─── EXERCISE TEXT

Crystallizing just how much blood and toil went into creating the museum pieces we take for granted today, the heart of the movie shows Michelangelo working alongside the masons in a marble quarry, dangling over an abyss on ropes and designing systems for moving mammoth blocks of stone using nothing but muscle power and rudimentary machines such as pulleys. Michelangelo decides that to complete the tomb project, he needs a hunk of marble that miraculously didn’t break when it was chiseled off a cliff and is the size of a Chevy Suburban. As the master and his men attempt to move this piece — they call it “the monster” — down a mountain and into town, Konchalovsky creates a set piece that tingles with awe, as drenched in detail and in suspense as the bell-casting sequence that forms the climax of Andrei Rublev (1966), a comparable film by Konchalovsky’s mentor Andrei Tarkovsky.

Always and everywhere in Sin, there is a throat-gripping fear of lurking damnation. Ask for more money, and you’re guilty of the sin of greed. Take too much pride in your work, and you might be consigning yourself to hell for arrogance. The prospect of eternal torture was, to these people, as palpable as the smells from the chamber pots. And those who didn’t run afoul of God might still find themselves enemies of the family/gang, the Medicis, that rules under Pope Leo after Julius’s death. In one moment of self-doubt, Michelangelo goes into a courtyard where we catch a dazzling glimpse of his David sculpture: Nearby, there is a hanging corpse and a head mounted on a pike, both unexplained. Beauty and cruelty, inspiration and terror, magnificence and filth are commingled in virtually every scene of this pungent, passionate film. And yet this is exactly how it must have been.

──────
─── DATA SECTION

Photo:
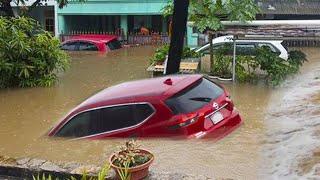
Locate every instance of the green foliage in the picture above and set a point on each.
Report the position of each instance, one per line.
(124, 172)
(29, 56)
(208, 14)
(275, 68)
(130, 155)
(162, 52)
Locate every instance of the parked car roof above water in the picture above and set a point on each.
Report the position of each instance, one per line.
(191, 106)
(94, 37)
(147, 89)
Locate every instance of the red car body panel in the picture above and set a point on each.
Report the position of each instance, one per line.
(163, 122)
(98, 40)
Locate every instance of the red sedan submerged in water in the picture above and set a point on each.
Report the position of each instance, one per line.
(181, 105)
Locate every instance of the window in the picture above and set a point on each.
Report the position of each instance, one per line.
(105, 119)
(246, 49)
(69, 46)
(49, 24)
(195, 97)
(114, 44)
(86, 46)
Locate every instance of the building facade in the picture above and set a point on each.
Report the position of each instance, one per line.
(100, 16)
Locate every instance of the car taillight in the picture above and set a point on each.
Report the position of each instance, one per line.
(186, 120)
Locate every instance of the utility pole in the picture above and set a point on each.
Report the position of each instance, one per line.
(179, 26)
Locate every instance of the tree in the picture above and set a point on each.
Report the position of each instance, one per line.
(179, 23)
(208, 14)
(29, 56)
(7, 10)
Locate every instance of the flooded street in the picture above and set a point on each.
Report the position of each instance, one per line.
(272, 121)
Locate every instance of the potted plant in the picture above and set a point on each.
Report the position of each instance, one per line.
(131, 162)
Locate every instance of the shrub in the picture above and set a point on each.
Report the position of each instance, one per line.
(29, 56)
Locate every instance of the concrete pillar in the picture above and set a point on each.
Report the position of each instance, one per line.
(164, 25)
(61, 25)
(109, 23)
(192, 38)
(56, 29)
(124, 24)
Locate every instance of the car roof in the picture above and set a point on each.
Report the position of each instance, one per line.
(139, 91)
(96, 38)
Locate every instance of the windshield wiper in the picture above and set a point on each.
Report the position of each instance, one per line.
(203, 99)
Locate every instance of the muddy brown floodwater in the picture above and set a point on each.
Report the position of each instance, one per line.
(27, 114)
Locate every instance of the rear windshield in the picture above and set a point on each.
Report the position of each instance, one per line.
(194, 97)
(114, 44)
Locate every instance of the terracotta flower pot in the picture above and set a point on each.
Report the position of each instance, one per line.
(137, 172)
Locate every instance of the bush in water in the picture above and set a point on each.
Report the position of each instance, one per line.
(29, 56)
(161, 53)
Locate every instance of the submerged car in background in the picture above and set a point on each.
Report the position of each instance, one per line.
(245, 47)
(181, 105)
(102, 43)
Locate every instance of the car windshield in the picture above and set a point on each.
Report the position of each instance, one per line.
(194, 97)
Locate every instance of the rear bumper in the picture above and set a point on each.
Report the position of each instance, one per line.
(221, 129)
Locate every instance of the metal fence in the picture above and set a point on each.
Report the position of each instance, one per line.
(153, 39)
(132, 38)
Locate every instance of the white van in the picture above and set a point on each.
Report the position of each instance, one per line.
(246, 46)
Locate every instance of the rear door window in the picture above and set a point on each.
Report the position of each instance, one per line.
(70, 46)
(86, 46)
(246, 49)
(105, 120)
(114, 44)
(194, 97)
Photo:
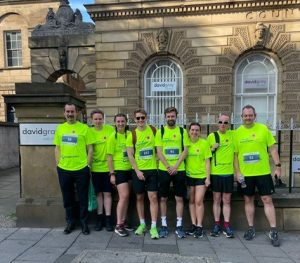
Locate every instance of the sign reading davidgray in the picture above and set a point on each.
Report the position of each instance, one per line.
(163, 86)
(37, 133)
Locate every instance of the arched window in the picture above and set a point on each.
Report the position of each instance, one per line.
(256, 84)
(163, 87)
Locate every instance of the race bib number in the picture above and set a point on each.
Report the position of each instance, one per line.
(146, 153)
(70, 139)
(172, 152)
(251, 157)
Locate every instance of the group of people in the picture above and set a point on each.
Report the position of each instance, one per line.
(149, 160)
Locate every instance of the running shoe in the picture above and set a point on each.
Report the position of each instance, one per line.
(154, 233)
(163, 231)
(141, 230)
(228, 232)
(250, 233)
(192, 230)
(179, 232)
(273, 235)
(128, 227)
(216, 230)
(121, 231)
(199, 232)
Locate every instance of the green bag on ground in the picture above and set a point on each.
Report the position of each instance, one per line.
(92, 198)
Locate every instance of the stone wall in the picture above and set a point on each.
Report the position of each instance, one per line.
(20, 16)
(9, 145)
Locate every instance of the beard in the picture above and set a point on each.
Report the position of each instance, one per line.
(171, 123)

──────

## TASK SET
A: Please restate word for word the part of the film review that opens with the words containing "Always and everywhere" and closes with "must have been.".
B: According to the film review, what do Michelangelo and his men call the huge block of marble they try to move down the mountain?
The records were drawn from a separate source.

## RESULTS OF THE EXERCISE
A:
Always and everywhere in Sin, there is a throat-gripping fear of lurking damnation. Ask for more money, and you’re guilty of the sin of greed. Take too much pride in your work, and you might be consigning yourself to hell for arrogance. The prospect of eternal torture was, to these people, as palpable as the smells from the chamber pots. And those who didn’t run afoul of God might still find themselves enemies of the family/gang, the Medicis, that rules under Pope Leo after Julius’s death. In one moment of self-doubt, Michelangelo goes into a courtyard where we catch a dazzling glimpse of his David sculpture: Nearby, there is a hanging corpse and a head mounted on a pike, both unexplained. Beauty and cruelty, inspiration and terror, magnificence and filth are commingled in virtually every scene of this pungent, passionate film. And yet this is exactly how it must have been.

B: They call it "the monster."